- Consignes:
A: D'après le texte sur la tricherie à l'école québécoise, dans quels domaines bien des élèves diplômés du secondaire n'ont-ils pas les acquis nécessaires pour réussir au collégial ?
B: Rédigez la suite du texte sur la tricherie à l'école québécoise, en partant de sa dernière phrase.

- Texte de l'exercice:
::::

Je n’ai pas la place ici pour approfondir cette question, mais il est bien évident que cette conception utilitaire de l’éducation n’est pas étrangère à notre système éducatif, qui ne mesure sa propre performance qu’à travers des données chiffrées censées rendre compte de son efficience, sans trop s’interroger sur les réalités moins reluisantes que cachent de telles statistiques liées à la diplomation et à la « réussite » des jeunes qui lui sont confiés. Dans l’univers de nos tricheurs, les chiffres (la note et la moyenne) sont eux aussi plus importants que leur performance réelle et les apprentissages qu’ils ont effectivement réalisés.
La tricherie apparaît également liée d’une autre manière à ces mesures de performance de l’école québécoise. « Discours de la réussite » et « indices de performance » obligent, l’école secondaire diplôme en effet un bon nombre d’élèves qui n’ont pas les acquis nécessaires (notamment en langue, en lecture et en écriture) pour réussir ensuite leurs études collégiales. Ceux-ci sont parfois si démunis face aux exigences de certains cours qu’ils ne voient d’autre planche de salut que la tricherie.

::::

- Données présentées:

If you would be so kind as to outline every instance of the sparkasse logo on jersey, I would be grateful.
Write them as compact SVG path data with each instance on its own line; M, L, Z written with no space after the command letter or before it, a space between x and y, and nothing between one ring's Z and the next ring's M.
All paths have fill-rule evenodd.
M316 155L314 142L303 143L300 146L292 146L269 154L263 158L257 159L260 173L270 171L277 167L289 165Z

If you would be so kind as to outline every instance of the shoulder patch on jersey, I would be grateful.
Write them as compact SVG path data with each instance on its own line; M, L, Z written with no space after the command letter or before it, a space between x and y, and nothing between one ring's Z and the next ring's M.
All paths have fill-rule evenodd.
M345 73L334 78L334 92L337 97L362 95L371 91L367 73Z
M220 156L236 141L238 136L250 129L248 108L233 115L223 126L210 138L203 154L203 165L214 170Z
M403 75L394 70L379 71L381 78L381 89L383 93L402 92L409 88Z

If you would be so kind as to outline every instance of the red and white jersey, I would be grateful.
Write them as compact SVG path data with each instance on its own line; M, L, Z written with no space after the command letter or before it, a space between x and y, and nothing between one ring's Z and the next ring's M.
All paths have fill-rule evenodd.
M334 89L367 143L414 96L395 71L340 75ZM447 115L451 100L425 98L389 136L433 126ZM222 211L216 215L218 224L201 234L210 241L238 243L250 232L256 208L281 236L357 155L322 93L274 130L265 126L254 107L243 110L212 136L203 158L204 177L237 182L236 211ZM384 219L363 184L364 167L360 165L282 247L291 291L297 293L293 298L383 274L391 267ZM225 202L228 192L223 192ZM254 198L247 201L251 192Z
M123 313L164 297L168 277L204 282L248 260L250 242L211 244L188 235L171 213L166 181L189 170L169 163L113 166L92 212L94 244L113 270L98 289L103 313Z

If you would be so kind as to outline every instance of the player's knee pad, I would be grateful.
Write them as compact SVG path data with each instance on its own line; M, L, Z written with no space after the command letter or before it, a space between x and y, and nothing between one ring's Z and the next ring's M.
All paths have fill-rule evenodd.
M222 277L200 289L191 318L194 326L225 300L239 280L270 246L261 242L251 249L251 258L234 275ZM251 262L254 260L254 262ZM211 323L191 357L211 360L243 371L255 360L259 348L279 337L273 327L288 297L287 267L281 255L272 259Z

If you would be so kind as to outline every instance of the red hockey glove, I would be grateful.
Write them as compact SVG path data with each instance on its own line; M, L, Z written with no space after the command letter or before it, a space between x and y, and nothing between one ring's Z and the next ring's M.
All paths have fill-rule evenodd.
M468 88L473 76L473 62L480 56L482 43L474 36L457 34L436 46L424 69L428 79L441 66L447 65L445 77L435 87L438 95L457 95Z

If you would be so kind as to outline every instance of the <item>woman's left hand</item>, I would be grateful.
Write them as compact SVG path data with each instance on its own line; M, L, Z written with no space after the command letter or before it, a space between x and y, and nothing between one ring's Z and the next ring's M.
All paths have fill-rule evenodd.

::::

- Réponses:
A: Notamment en langue, en lecture et en écriture.

B:
ChatGPT leur apparaît comme la seule béquille qui peut leur permettre d’enjamber, un examen à la fois, les lacunes béantes qu’ils ont héritées de leur formation préalable (et je prie mes collègues du secondaire de croire qu’en écrivant ceci, je ne leur jette pas la pierre, car nous sommes tous pris dans un système dont les performances apparentes cachent bien des dysfonctionnements et soumis aux pressions qui s’exercent sur nous, au nom de la sacro-sainte « réussite », pour diplômer des élèves qui sont parfois loin d’avoir atteint le degré de compétence requis).
En trichant ainsi, ces étudiants, complètement dépassés par ce qu’on attend d’eux, abdiquent toute velléité de réussir les cours par eux-mêmes en réalisant de nouveaux apprentissages, en essayant entre autres de lire et d’écrire mieux (et je ne parle pas ici seulement d’orthographe, mais de capacité à traduire leur propos dans une phrase ou des phrases compréhensibles). Ils sont d’ailleurs souvent si étrangers à la langue écrite qu’ils ne soupçonnent même pas que leurs enseignants verront immédiatement que ces belles périodes de l’IA qu’ils recopient souvent sans les comprendre ne sont pas d’eux.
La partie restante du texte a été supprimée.